---- Input rows
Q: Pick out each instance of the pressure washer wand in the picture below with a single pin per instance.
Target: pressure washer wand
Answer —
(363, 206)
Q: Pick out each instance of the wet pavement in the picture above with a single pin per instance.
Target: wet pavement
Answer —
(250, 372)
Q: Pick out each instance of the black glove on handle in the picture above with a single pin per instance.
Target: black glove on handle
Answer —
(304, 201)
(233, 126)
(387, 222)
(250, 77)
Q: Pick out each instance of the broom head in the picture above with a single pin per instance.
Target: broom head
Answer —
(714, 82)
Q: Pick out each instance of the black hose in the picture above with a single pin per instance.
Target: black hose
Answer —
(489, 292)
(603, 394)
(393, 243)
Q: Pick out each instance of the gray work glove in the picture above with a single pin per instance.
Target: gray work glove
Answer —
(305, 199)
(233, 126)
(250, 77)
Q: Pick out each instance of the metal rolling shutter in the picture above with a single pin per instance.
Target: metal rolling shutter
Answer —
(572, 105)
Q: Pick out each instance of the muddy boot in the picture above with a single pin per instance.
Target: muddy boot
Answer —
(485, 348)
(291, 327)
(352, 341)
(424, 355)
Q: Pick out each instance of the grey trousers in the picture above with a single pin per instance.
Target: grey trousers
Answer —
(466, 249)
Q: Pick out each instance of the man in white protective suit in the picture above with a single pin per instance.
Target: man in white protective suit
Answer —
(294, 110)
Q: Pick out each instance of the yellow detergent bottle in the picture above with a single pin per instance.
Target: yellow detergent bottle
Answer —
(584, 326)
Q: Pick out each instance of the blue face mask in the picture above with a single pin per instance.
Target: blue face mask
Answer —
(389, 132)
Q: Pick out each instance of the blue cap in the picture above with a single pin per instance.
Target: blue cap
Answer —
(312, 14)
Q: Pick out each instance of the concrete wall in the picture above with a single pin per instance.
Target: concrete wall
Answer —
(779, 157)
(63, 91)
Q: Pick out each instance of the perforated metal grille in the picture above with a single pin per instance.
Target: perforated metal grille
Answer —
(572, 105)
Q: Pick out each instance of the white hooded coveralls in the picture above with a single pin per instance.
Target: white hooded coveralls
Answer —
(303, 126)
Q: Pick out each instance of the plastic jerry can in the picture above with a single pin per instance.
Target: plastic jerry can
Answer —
--------
Task prompt: Repeat all of the records above exactly as written.

Exercise output:
Q: Pick out each instance of the pressure washer wand in the picture below with a single pin per instance.
Target: pressure washer wand
Answer —
(363, 206)
Q: Pick out each instance of the wet pavement in the picture above with a single pin per instance.
Target: wet pavement
Answer —
(250, 372)
Q: Pick out each instance of the black glove on handle in the picture above with a single pin per instance.
Target: black glove on handle
Answer —
(304, 201)
(233, 126)
(387, 222)
(250, 77)
Q: Pick out each instance of the broom head in the picture above with a single pin per instance.
Target: broom head
Answer —
(714, 82)
Q: Pick out each instance of the black hose in the picture above with a single pin per instance.
Target: black hose
Answer —
(489, 292)
(603, 394)
(393, 243)
Q: Pick out each instance of the gray work glove in the picture above with a single pin per instance.
Target: gray work glove
Answer —
(305, 199)
(233, 126)
(250, 77)
Q: Pick out each instance of the metal rolling shutter in the picture above with a single pin per instance.
Target: metal rolling shutter
Answer —
(572, 105)
Q: Pick out each instance of the muddy boot in the picture above with a single pin per instance.
Target: muddy boot
Answer —
(485, 348)
(291, 327)
(352, 341)
(424, 355)
Q: Pick out each instance of the grey trousers in the picture above with a single pin per instance.
Target: grey trousers
Answer —
(466, 249)
Q: Pick out each instance of the man in white protective suit in the picture above with a single pin per instance.
Target: man in white protective suit
Answer —
(294, 110)
Q: Pick out each instance of the yellow detergent bottle in the picture above with a single pin per instance.
Target: yellow detergent bottle
Answer —
(584, 326)
Q: Pick out each instance of the blue face mask in the picture above with a single pin per instance.
Target: blue face mask
Answer —
(389, 132)
Q: Pick out each instance of the blue cap in the picture above with a single pin per instance.
Target: blue cap
Answer —
(312, 14)
Q: Pick out each instance of the concrete wall in the picture above with a single pin per instance.
Target: concrete wall
Answer —
(779, 157)
(63, 91)
Q: Pick out each instance of the perforated metal grille in the picture above with a single pin per instance.
Target: perforated metal grille
Answer —
(572, 105)
Q: Pick out each instance of the white hooded coveralls in the picture above with a single pin per instance.
Target: white hooded coveralls
Answer —
(303, 126)
Q: Pick out each instance of the plastic jerry can in the picture above with a single pin per instance.
Target: plastic jerry can
Answer —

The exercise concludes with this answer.